_What the task requires_:
Repeat each entry word for word. Leave any images out of the copy.

(Point labeling dataset excerpts)
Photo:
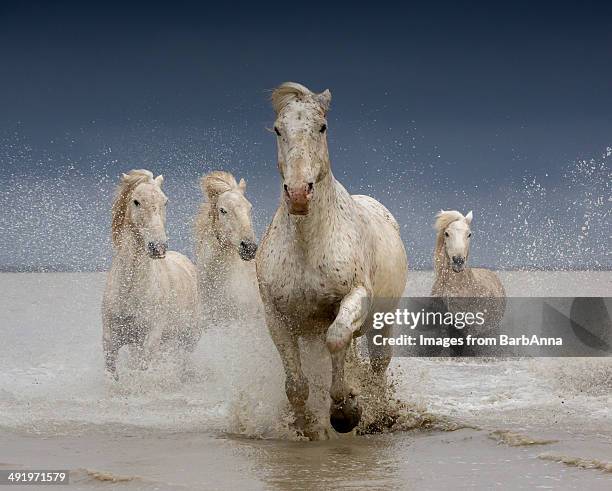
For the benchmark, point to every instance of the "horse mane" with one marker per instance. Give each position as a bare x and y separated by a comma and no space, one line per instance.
128,183
443,220
216,183
288,92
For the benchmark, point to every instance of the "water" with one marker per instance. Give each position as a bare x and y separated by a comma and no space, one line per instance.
517,423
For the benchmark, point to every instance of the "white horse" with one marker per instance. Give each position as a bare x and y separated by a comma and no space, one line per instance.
224,246
150,293
454,280
326,260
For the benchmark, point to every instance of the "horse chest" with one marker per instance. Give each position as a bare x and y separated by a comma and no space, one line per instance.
309,286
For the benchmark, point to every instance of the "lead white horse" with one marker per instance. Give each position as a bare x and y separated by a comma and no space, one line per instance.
225,247
150,294
463,288
327,260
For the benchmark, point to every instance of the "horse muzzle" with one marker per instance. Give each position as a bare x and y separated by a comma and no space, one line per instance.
458,264
157,250
298,198
247,250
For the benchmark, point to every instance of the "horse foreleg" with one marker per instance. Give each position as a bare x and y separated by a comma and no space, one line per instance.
152,342
296,383
110,345
345,411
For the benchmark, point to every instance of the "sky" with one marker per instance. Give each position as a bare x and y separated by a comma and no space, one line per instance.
503,108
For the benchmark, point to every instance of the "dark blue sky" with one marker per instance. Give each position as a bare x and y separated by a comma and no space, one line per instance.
435,105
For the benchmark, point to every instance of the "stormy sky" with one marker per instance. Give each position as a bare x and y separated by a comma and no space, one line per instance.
503,108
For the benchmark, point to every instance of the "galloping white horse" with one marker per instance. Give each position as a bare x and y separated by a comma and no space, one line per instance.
150,292
225,245
460,287
327,257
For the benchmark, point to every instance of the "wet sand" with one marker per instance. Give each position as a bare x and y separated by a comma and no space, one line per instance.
523,423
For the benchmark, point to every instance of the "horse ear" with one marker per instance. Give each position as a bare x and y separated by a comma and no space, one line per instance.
324,98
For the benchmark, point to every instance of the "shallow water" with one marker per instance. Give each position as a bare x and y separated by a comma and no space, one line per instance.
525,423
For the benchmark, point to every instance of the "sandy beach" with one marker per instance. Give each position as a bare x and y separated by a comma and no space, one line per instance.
516,424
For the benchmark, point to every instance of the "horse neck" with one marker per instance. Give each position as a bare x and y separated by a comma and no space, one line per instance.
444,275
218,260
130,261
328,201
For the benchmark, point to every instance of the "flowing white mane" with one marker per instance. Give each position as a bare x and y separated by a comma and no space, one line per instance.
128,183
288,92
445,218
217,183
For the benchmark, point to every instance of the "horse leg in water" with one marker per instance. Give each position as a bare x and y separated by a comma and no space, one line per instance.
111,342
296,383
345,411
152,342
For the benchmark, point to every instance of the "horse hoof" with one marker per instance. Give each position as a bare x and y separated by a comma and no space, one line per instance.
345,415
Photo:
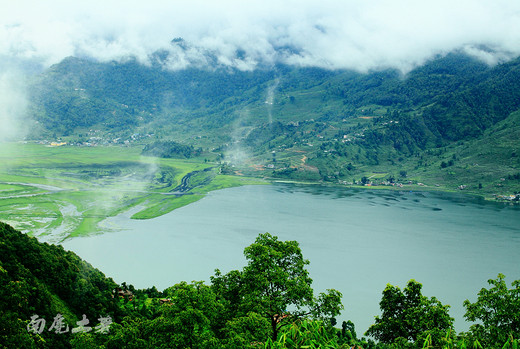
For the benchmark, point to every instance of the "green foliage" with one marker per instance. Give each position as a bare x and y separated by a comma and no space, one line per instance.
170,149
305,334
408,316
276,284
45,280
497,311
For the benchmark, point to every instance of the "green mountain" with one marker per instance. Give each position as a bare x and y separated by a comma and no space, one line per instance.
320,124
45,280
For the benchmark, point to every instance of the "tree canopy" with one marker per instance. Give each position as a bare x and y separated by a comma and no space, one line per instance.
497,310
408,316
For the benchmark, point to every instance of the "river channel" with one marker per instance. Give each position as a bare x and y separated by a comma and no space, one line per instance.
357,241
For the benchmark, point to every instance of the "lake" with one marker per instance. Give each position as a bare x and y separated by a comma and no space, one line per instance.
357,241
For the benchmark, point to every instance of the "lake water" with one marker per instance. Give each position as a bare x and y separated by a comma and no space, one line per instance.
357,241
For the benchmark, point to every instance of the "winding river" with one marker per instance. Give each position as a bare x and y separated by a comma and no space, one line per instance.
356,240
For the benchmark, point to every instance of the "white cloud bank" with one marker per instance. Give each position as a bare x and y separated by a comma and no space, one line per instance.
355,34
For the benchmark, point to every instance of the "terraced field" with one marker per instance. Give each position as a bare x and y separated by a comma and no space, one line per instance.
60,192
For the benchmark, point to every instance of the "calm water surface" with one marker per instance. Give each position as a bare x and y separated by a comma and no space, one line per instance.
356,240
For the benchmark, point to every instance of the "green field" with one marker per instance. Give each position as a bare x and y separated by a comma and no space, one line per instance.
60,192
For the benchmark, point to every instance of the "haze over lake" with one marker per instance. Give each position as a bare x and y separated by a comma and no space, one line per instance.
357,241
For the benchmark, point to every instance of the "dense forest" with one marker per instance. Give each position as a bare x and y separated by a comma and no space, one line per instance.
50,298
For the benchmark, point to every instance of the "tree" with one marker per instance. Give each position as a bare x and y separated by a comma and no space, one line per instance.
410,316
276,285
498,311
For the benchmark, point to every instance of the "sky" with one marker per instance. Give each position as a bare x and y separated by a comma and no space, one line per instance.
334,34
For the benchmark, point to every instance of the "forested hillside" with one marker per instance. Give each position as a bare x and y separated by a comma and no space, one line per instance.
50,298
328,125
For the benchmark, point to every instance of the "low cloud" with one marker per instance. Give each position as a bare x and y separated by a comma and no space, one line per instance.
13,106
355,34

_Final result_:
Photo:
For the benchmark, point to every instance of the "horse mane" with one marker per instance. Give each position as a bare x and y separated by a comma and no space, one line per instance.
128,183
443,220
216,183
288,92
For the benchmark, point to every instance of the "water" with one marker per instance. Give each position as a bare x and y separated by a comma and no space, one line per instance.
517,423
For the benchmark, point to every instance of the "white horse" with one marker per instance. Give each position as a bare x and y separated by a comma and no space, one line per instance.
224,246
150,293
454,280
326,260
For the benchmark, point to every instance of the "horse chest" with one marker per instance. Give each position as a bare x and y separated by a comma and no space, one line per instance.
309,286
For the benchmark, point to every instance of the "lead white horse" with one marker per instance. Give each position as a bare x and y separated by a comma and no space, one line per instance.
225,247
150,294
463,288
327,260
For the benchmark, point to every instance of the "horse muzzle" with one marker per instance. Give each position as a bare x and y separated by a comma and no space, one line per instance.
458,264
157,250
298,198
247,250
For the benchmark, point to every instance of the "horse foreleg" with one marker per instance. Give each position as a bare x and y separated by a comma and no space, one line per instance.
152,342
296,383
110,345
345,411
For the benchmark, point to every instance of the "sky" with one marker per instance. Give each position as a bare x and y separated by a comma and no space, one line per instance.
503,108
For the benchmark, point to every instance of the "dark blue sky" with one marker per instance. Give each position as a bare x and y separated by a comma and no space, one line per instance.
435,105
For the benchmark, point to every instance of the "stormy sky" with one marker per instance. Give each position as a bare x and y separated by a comma and no space, one line per instance.
503,108
For the benchmark, point to every instance of the "galloping white horse" with one marker per instance. Give each position as a bare x and y separated by a comma and no space, one line per instance.
150,292
225,245
460,287
327,257
For the benchmark, point to every instance of the "wet sand" with one marker per instance. Give each position as a bare x and y separated by a comma and no space, one line per instance.
523,423
For the benchmark, point to every instance of the "horse ear" with one marker per instance. Give each position as a bare x and y separated by a comma and no space, one line per instance.
324,98
For the benchmark, point to every instance of the "shallow water" with one marker per instance. Give each position as a bare x and y separated by a comma and no space, one line per instance.
525,423
For the benchmark, point to every instance of the "sandy beach" with one marker per instance. Give each position as a bare x and y separated by a comma and no space, one line per instance.
516,424
For the benchmark, point to every instance of the "horse neck" with one marker per instance. Give each position as a bare x and y separated by a comma and no space, one line per instance.
444,275
218,260
130,261
328,201
For the benchmark, point to every instance of the "flowing white mane" with one marker per instance. Give each position as a bare x and y separated by a comma and no space, one line per instance.
128,183
288,92
445,218
217,183
For the benchmark, point to every instance of the "horse leg in water" with one marker per instance. Give each position as a bare x and y separated by a comma and no space, one line per instance.
111,342
296,383
345,411
152,342
For the benchmark, point to every instance of the "horse hoof" with one marker per instance. Give each position as a bare x and y separated by a comma and no space, one line per instance.
345,415
Photo:
For the benchmark, point to every instance of the "green foliage" with one marker per instance. Give each position as a bare x and y separated by a comma and no space, one line per instance.
170,149
305,334
408,316
276,284
45,280
497,311
For the benchmark, point to every instance of the "green mountain" with one marker per instance. Give each position as a bare x and y separated by a comma and no space, one line per instance.
320,124
45,280
For the benchmark, point to every instance of the "tree canopy" with one marker per instance. Give each position as a bare x and y separated by a comma and no space, one line per instance.
497,310
408,316
For the benchmark, point to every instance of the "river channel" with one marker per instance. Give each position as a bare x and y separated by a comma and no space, one line per instance.
357,241
For the benchmark, point to every instance of the "lake" with one marker per instance. Give each position as a bare x and y separated by a comma and no space, one line per instance.
357,241
For the benchmark, point to every instance of the "lake water" with one marker per instance. Give each position as a bare x and y separated by a comma and no space, one line per instance.
357,241
For the benchmark, point to every instance of the "winding river" with one marker per instance. Give each position as a bare x and y separated by a comma and no space, one line per instance.
356,240
For the benchmark, point to every instance of the "white cloud bank" with one marker per instance. Give each position as a bare x and y separated by a comma and no space, one line per instance.
355,34
For the benchmark, point to every instance of the "terraced field" with one marker per instance. Give each position as a bare x and y separated by a comma and no space, one line per instance.
60,192
For the benchmark, point to every instance of the "calm water surface" with one marker per instance. Give each position as a bare x and y separated by a comma and no space, one line per instance.
356,240
For the benchmark, point to every instance of the "green field" with one marker per instance. Give each position as a bare x and y separated by a comma and no space, one line per instance.
60,192
For the benchmark, point to every instance of the "haze over lake" with one marker per instance. Give each position as a bare x and y separated by a comma and no space, one line per instance.
357,241
For the benchmark, point to every instance of the "dense forest" with one marker per instance. Give each position as a bare x and y separated by a comma and no space, one line per instance.
50,298
For the benchmark, point to every instance of the "tree" with one marker per instance. Give each position as a bare x and y separated by a comma and no space, one line per instance.
410,316
276,285
498,311
For the benchmark, point to every instance of the "sky" with one marker per instance. Give each position as a bare x and y separated by a comma and no space, one line per instance.
334,34
For the benchmark, point to every instance of the "forested hillside" with one marker per instance. Give each position as a bare x and y separated by a comma and no space, one line per instance.
50,298
328,125
For the benchmark, point to every instance of the "low cloud" with one marker per instance. Give each position as a bare x and y separated by a comma and no space, one line per instance.
13,106
355,34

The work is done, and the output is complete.